— START Input rows —
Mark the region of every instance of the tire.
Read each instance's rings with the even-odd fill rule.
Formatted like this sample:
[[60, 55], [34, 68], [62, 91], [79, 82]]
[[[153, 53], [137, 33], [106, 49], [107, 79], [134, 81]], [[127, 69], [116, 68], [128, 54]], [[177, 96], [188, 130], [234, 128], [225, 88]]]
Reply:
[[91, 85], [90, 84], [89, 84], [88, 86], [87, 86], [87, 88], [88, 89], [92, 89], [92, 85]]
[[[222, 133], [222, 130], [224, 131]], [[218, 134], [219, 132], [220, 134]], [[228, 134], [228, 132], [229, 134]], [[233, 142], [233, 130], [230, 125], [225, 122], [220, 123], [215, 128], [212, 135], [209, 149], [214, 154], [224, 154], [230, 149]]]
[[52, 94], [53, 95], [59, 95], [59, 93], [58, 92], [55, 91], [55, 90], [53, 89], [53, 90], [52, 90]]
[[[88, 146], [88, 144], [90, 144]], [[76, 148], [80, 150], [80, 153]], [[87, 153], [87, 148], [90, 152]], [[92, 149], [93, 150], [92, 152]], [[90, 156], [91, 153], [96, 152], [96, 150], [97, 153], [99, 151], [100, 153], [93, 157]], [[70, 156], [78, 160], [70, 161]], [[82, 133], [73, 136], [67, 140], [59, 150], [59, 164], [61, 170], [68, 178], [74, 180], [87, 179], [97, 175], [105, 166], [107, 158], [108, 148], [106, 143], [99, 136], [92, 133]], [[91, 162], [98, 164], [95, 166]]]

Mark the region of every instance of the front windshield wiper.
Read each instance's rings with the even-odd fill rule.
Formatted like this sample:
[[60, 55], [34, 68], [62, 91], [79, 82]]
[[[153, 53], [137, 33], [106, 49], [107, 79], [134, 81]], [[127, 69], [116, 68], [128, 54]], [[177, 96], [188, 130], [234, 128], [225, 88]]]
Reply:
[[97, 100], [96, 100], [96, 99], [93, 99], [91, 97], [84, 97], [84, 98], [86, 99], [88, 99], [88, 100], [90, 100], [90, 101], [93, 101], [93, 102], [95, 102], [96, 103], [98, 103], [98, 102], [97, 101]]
— END Input rows —
— START Input rows —
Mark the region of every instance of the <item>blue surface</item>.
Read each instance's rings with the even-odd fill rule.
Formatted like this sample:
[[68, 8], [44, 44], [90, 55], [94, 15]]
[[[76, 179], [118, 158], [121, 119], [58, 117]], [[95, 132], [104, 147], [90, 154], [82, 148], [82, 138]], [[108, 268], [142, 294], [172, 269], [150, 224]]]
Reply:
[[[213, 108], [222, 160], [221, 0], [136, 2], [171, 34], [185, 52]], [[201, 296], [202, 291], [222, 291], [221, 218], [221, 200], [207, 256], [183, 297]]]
— END Input rows —
Reproduce the records from the line with "Mark the region of every instance of the <item>blue" through the line with "256], [183, 297]]]", lowering every coordinate in the answers by 70 and leaving the requests and their format samples unchanged.

Mark the region of every instance of the <item>blue surface</item>.
Read each instance's rings with the even-odd fill rule.
Formatted like this sample:
[[68, 8], [44, 44], [90, 55], [94, 15]]
[[[76, 179], [118, 158], [121, 119], [58, 117]], [[95, 132], [104, 147], [90, 154], [82, 148], [82, 138]], [[108, 268], [142, 294], [172, 269], [150, 224]]]
Reply:
[[[143, 38], [152, 90], [151, -70], [66, -68], [101, -36], [115, -18]], [[131, 226], [132, 221], [152, 221], [151, 148], [151, 130], [137, 186], [113, 227]]]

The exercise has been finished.